_SUPPLIED INFORMATION_
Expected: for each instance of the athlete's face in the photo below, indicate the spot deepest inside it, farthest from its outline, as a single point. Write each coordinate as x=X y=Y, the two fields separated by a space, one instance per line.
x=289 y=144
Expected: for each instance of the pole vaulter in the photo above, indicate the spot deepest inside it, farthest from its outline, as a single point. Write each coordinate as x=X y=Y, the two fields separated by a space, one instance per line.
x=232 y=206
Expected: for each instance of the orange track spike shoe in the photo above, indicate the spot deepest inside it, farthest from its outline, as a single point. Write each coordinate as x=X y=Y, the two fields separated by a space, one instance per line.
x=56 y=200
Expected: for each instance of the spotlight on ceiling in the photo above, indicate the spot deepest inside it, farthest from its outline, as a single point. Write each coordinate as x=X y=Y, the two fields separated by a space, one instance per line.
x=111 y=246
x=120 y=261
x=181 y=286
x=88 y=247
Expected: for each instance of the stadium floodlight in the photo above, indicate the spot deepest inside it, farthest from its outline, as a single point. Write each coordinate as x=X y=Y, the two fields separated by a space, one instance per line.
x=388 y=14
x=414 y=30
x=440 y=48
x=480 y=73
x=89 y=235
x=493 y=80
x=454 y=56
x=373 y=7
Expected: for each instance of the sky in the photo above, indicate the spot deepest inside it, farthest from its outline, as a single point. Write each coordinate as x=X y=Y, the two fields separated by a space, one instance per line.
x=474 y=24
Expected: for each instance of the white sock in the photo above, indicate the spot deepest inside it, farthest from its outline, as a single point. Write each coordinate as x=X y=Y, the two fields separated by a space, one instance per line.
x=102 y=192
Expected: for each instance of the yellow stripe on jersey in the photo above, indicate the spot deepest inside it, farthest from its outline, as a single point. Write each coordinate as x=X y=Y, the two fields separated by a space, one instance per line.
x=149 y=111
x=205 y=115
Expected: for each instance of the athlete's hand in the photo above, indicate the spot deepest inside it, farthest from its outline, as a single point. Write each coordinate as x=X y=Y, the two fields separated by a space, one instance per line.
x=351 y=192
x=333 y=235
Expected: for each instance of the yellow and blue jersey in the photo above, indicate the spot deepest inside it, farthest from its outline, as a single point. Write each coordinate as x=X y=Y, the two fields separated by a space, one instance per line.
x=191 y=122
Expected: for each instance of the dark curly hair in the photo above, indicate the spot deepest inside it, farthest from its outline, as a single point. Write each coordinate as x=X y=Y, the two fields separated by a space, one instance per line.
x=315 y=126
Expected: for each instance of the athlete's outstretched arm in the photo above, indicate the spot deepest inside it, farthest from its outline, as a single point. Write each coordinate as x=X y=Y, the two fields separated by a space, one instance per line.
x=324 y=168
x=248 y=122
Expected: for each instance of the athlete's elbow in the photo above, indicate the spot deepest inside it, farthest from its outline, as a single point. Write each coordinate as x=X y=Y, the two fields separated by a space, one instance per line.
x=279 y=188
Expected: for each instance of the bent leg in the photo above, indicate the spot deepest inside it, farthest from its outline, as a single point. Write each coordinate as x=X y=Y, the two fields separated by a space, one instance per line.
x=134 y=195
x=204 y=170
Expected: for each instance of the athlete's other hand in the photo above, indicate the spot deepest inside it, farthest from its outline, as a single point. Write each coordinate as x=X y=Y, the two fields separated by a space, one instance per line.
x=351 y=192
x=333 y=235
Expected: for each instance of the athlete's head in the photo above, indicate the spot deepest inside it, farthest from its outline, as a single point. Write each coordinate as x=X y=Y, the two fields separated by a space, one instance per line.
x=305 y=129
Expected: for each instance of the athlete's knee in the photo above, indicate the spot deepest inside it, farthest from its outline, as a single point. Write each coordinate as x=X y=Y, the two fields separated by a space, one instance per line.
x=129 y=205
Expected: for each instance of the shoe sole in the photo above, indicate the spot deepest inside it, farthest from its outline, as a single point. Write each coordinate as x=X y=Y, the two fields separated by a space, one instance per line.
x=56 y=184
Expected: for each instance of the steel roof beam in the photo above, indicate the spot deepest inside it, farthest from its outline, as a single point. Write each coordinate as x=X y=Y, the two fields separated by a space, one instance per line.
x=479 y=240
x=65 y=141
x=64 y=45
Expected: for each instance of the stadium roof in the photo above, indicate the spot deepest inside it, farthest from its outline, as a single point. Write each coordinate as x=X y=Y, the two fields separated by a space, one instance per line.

_YOUR INSTRUCTIONS_
Once you have read the records above, set each one down again exactly.

_ANSWER SPACE_
Expected: for each instance of the athlete's face in the photo below, indicate the spot deepest inside it, farthest from its outline, as a single point. Write each coordinate as x=X y=Y, the two fields separated by a space, one instance per line.
x=289 y=144
Expected: for each instance of the pole vaulter in the photo above, indicate the spot deepest inside it, farthest from its outline, as a single point. Write each coordinate as x=X y=Y, the two fields separated by a space, one instance per line.
x=232 y=206
Expected: for each instance of the orange track spike shoe in the photo above, indicate the spot deepest inside it, farthest from its outline, as a single point. Write each coordinate as x=X y=Y, the two fields separated by a space, one instance per line.
x=56 y=200
Expected: for each instance of the spotlight on ceiling in the photo above, indicate the spot deepest inside it, farthest from its outline, as a single point. Write each coordinate as x=X y=Y, the two fields separated by a space, one instance per line.
x=111 y=246
x=120 y=261
x=181 y=286
x=88 y=247
Expected: for each instance of the stadium floodlight in the photo above, indicate the spot deepest inside it, farthest from its outline, as a single point. Write each coordinate as x=X y=Y, the two fields separated by a space, one instance per line.
x=388 y=14
x=414 y=30
x=440 y=48
x=480 y=73
x=89 y=235
x=493 y=80
x=454 y=56
x=373 y=7
Expected: for each instance of the sky in the photo above, indicate the spot deepest inside it, farthest from its outline, as a single point. Write each coordinate as x=X y=Y, the two fields separated by a space, one instance per line.
x=474 y=24
Expected: for each instance of the white sock in the photo above, indicate the spot deepest inside it, farthest from its outline, as a single point. Write each coordinate as x=X y=Y, the two fields separated by a space, one instance per line.
x=102 y=192
Expected: for each instance of the yellow stripe on jersey in the photo above, indicate the spot deepest inside it, farthest from its outline, as a single point. Write each coordinate as x=X y=Y, the two fields separated by a space, one instance per line.
x=149 y=111
x=205 y=115
Expected: for each instance of the athlete's hand in the photo above, indicate the spot deepest inside it, farthest from its outline, as a single point. Write each coordinate as x=X y=Y, the two fields separated by a space, one instance per line.
x=351 y=192
x=333 y=235
Expected: for each instance of the yellow and blue jersey in the photo above, indicate the spot deepest inside it, farthest from its outline, as a single point. Write each coordinate as x=X y=Y, the two fields separated by a space, one instance per line.
x=191 y=122
Expected: for each instance of the dark curly hair in the photo above, indicate the spot deepest inside it, farthest from its outline, as a single point. Write each coordinate as x=X y=Y, the two fields separated by a space, one instance per line.
x=315 y=126
Expected: for each instance of the athlete's outstretched arm in the photo above, indicate the spot deepest inside it, farthest from its outline, as a single point. Write each coordinate as x=X y=Y, the two fields separated by a space, one instance per line.
x=324 y=168
x=248 y=122
Expected: for each instance of the athlete's elbow in the photo above, indicate the spot deepest inside it, farthest from its outline, as a single point. Write each coordinate as x=X y=Y, the two fields separated by a space, one instance per line.
x=279 y=188
Expected: for each instance of the bent leg in the photo above, indicate the spot deepest inside it, farthest from its outline, as a single point. Write each coordinate as x=X y=Y, the two fields separated by a space, one instance per line.
x=134 y=195
x=204 y=170
Expected: for each instance of the athlete's other hand in the photo above, indicate the spot deepest inside it, farthest from its outline, as a single point. Write each coordinate as x=X y=Y, the two fields separated by a space, one instance per line.
x=351 y=192
x=333 y=235
Expected: for each instance of the athlete's head in the photo above, indicate the spot deepest inside it, farthest from its outline, as a single point. Write each coordinate as x=X y=Y, the two fields separated by a space, one instance per line.
x=305 y=129
Expected: for each instance of the athlete's knee in the photo above, indicate the spot deepest inside it, farthest from its outline, as a single point. Write each coordinate as x=X y=Y, the two fields separated by a space, one instance per line.
x=129 y=205
Expected: for each instance of the shoe sole in the photo above, indicate the spot deepest inside it, farthest from its outline, as a single point. Write each coordinate as x=X y=Y, the two fields separated by a space, one instance per line.
x=56 y=184
Expected: for each instance of the steel roof beam in the photo above, indicate the spot deepest inside it, farthest from its outline, as a single point. Write each coordinate as x=X y=Y, the two fields separated by a space, one instance per line.
x=479 y=240
x=65 y=141
x=64 y=45
Expected: for each instance of the stadium roof in the photo above, indicate the spot deepest inside it, farthest from its outline, as a single point. Write each coordinate as x=X y=Y, the two fields separated by a space, one instance per line.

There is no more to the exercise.